> **SOURCE RECORDS**:

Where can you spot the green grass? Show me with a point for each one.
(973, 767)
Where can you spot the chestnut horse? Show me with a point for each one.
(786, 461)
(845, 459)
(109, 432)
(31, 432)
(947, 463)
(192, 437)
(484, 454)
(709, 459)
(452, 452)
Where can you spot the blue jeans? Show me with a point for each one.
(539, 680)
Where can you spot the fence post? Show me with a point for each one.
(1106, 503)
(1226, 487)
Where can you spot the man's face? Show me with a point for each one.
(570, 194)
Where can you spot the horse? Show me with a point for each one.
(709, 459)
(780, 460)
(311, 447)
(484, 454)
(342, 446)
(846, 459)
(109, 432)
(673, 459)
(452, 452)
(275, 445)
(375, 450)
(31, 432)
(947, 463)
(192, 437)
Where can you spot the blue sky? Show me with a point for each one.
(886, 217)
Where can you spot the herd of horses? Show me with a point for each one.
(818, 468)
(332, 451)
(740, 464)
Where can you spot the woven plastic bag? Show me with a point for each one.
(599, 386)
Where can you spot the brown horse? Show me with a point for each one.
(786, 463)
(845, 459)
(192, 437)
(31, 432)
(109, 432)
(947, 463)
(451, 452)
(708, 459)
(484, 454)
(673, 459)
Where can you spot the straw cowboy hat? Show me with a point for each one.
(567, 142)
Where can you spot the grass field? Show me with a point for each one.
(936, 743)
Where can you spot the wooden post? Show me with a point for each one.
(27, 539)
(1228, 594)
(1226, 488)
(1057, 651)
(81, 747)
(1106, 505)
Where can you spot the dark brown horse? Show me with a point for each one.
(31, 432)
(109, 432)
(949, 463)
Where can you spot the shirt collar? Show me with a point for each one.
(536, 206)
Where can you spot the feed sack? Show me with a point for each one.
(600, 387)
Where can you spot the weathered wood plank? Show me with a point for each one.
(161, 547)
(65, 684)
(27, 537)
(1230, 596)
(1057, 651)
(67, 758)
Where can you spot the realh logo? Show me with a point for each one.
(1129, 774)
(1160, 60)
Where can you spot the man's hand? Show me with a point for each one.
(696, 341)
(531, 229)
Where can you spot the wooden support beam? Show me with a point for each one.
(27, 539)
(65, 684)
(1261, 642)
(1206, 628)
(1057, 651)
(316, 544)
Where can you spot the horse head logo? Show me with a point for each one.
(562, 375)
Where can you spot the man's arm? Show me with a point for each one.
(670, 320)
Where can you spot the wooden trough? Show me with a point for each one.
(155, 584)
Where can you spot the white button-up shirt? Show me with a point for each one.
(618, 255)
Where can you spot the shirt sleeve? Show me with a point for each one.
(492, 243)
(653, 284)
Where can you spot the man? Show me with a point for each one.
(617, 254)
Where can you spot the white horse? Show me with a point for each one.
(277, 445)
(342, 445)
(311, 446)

> **REQUIRED WORK**:
Give the listing again in full, and make every line match exactly.

> **SOLUTION TO THE PROBLEM**:
Where can you spot the green grass? Show me with a point for each one.
(973, 767)
Where can you spot the chestnut horse? Show me with a point for each one.
(786, 461)
(845, 459)
(109, 432)
(31, 432)
(947, 463)
(192, 437)
(484, 454)
(709, 459)
(452, 452)
Where can you spot the blue jeans? Show me with a point for each one.
(539, 680)
Where can you spot the fence post? Show me with a point for each one.
(1106, 503)
(1226, 487)
Where can you spot the man's face? Show me with a point for each one.
(570, 194)
Where can you spot the horse? Show me with a point for each one.
(709, 459)
(780, 460)
(311, 447)
(484, 454)
(342, 446)
(846, 459)
(109, 432)
(673, 459)
(452, 452)
(275, 445)
(375, 450)
(31, 432)
(947, 463)
(192, 437)
Where can you spot the blue sky? Show me with a point for each one.
(886, 217)
Where can you spot the herd of horses? Show me with a point for each one.
(818, 468)
(332, 451)
(740, 464)
Where can you spot the woven plastic bag? Show me with a point for each one.
(599, 386)
Where can you spot the brown horse? Show me with a point for each one.
(786, 463)
(845, 459)
(192, 437)
(31, 432)
(109, 432)
(947, 463)
(451, 452)
(708, 459)
(484, 454)
(673, 459)
Where can you spot the straw cowboy hat? Show me with a point for each one.
(567, 142)
Where can you spot the grass field? Show me with a point for each one.
(936, 743)
Where can you spot the wooden post? Show me with a point for each one.
(27, 539)
(1228, 594)
(1226, 488)
(1057, 651)
(81, 747)
(1106, 505)
Where can you spot the dark brown horse? Show me with a point for each one.
(31, 432)
(109, 432)
(949, 463)
Where can you spot the shirt collar? Show me with a point for each one.
(536, 206)
Where can you spot the feed sack? Show me with a point for each one.
(600, 387)
Where can you spot the weathered wood plank? Show me with a point for each one.
(161, 547)
(65, 684)
(27, 537)
(1230, 596)
(1057, 651)
(67, 758)
Where can you spot the realh logo? Show me with a point for each one.
(1129, 774)
(1160, 60)
Where can you spot the man's hand? Show me with a point for each one.
(696, 341)
(531, 229)
Where can you spot the wooden support beam? Show me with a point for each one.
(27, 539)
(65, 684)
(1261, 642)
(1206, 628)
(1057, 651)
(316, 544)
Where can you spot the horse head logo? Show me with a point for each one.
(562, 375)
Where can you spot the man's arm? Show me with a point for each one.
(670, 320)
Where can you spot the wooden trough? Show me with a point for each one.
(155, 584)
Where can you spot the white button-up shirt? Show me with a point for each one.
(618, 255)
Where can you spot the shirt sleeve? Show me with a point for each one.
(492, 243)
(653, 284)
Where can you spot the man? Show me with a point for each one.
(617, 254)
Where can you spot the white horse? Show me with a point for each one.
(277, 445)
(342, 445)
(311, 446)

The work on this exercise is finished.